Fragmento:
Según Kammerer, d’Almeida dice que en realidad la fuente del Nilo es solamente un pequeño lago que, en verano, queda reducido a los dos charcos de los que habla Páez; d’Almeida presenta también un pequeño dibujo y da una descripción muy correcta de la curva del Nilo y de su paso por las tierras de los fungis.

La modestia y la sencillez del relato están en relación inversa a la importancia del descubrimiento. Contrariamente a lo que sucede en nuestros días, la noticia no se extendió como un reguero de pólvora. Gracias al padre Kircher (1618-1680), entre otros, la noticia fue revelada al mundo.

Él tuvo la oportunidad de ver una carta de Páez en casa del padre Caravaglio, procurador para Etiopía en Portugal. En el primer volumen de su Oedipus Aegyptiacus, publicado en 1652, el Kircher resume o traduce la descripción de su compañero. Después, el holandés Vossius (o Voss) la recogió en 1667 dentro de su obra De Nili et aliorum fluvium origine. Los escritos de Jerónimo Lobo fueron publicados en 1728 por Le Grand, y recogen el relato del descubrimiento tal y como lo relató Kircher en su Disertación sobre el Nilo. Asímismo, según cuenta Bishop, el texto del padre Lobo fue traducido en el relato de Samuel Johnson en 1735. Así, el texto llegó a ser conocido a través del padre Kircher. Por otro lado, la traducción hecha por Kircher (o más bien la que figura en latín en su Oedipus) no es totalmente fiel y contiene algunos errores geográficos.

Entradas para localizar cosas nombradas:
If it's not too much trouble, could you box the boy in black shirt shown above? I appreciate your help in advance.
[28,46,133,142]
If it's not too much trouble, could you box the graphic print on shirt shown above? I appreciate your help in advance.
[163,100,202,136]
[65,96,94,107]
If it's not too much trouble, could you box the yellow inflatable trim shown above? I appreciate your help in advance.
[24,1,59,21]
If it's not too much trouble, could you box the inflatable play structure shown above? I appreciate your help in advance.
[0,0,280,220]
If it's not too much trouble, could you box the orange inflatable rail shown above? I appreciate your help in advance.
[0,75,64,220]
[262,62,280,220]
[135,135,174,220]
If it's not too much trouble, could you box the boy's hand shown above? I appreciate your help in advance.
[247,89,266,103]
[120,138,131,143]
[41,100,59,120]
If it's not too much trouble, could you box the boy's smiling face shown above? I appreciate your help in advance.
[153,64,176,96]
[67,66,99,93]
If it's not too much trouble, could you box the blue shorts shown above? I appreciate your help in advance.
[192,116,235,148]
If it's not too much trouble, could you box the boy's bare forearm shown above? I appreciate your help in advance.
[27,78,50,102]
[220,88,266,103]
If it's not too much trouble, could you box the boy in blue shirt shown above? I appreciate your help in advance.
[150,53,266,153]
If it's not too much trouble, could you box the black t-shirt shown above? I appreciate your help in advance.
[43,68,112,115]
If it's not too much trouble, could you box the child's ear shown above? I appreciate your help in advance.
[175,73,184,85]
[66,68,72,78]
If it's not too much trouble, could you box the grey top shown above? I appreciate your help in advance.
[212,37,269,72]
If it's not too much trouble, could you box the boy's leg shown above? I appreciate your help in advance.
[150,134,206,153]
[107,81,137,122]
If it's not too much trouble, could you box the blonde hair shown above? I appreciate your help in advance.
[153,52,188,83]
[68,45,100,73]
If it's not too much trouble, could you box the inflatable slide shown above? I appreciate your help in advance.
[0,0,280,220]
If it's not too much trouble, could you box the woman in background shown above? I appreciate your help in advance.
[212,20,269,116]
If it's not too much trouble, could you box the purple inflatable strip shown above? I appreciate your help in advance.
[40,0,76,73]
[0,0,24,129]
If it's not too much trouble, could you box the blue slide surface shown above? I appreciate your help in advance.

Lista de tareas:
1) Resume el fragmento en dos oraciones.
2) Reproduce la parte del fragmento que comienza con las palabras "La modestia y" y termina con "revelada al mundo.".

Respuestas esperadas:
1) Según Kammerer, d'Almeida afirma que la fuente del Nilo es un pequeño lago que en verano queda reducido a los dos charcos de los que habla Páez, y ofrece además un dibujo y una descripción correcta de la curva del río. La noticia del descubrimiento no se propagó rápidamente y llegó a conocerse gracias al padre Kircher, entre otros, aunque su traducción latina en el Oedipus Aegyptiacus no es del todo fiel y contiene errores geográficos.

2)
La modestia y la sencillez del relato están en relación inversa a la importancia del descubrimiento. Contrariamente a lo que sucede en nuestros días, la noticia no se extendió como un reguero de pólvora. Gracias al padre Kircher (1618-1680), entre otros, la noticia fue revelada al mundo.